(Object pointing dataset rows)

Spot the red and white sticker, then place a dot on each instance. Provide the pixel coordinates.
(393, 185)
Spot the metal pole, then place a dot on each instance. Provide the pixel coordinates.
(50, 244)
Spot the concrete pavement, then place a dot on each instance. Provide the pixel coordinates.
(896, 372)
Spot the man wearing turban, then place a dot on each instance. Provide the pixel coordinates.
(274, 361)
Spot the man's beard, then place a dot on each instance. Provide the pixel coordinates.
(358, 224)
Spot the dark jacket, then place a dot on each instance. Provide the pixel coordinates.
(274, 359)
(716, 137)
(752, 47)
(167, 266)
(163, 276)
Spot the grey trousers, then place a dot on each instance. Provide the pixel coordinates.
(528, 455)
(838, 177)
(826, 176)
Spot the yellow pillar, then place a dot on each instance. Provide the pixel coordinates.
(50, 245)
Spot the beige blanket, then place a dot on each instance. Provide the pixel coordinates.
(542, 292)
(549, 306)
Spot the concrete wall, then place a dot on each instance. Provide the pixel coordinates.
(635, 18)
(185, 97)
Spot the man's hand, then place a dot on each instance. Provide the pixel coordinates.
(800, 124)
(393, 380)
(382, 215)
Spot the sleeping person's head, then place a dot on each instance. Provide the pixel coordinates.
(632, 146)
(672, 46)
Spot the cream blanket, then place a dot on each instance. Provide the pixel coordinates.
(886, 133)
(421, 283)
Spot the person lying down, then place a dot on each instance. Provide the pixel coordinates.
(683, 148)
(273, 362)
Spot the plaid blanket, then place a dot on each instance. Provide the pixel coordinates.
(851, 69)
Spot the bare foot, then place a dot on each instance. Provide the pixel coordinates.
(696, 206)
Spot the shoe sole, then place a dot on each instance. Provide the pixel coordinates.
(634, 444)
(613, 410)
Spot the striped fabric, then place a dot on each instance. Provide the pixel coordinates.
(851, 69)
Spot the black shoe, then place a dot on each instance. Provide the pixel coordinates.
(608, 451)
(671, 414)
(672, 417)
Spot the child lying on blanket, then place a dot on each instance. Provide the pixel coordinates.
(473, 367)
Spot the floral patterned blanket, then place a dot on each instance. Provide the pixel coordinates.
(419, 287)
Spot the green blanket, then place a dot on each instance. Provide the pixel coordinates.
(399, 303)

▶ Set problem
Can you return, unchanged, every line from the one containing "Spot the green" through the end of the records, both ends included?

▶ Written answer
Spot the green blanket, then place a dot on each instance. Provide the pixel coordinates.
(399, 303)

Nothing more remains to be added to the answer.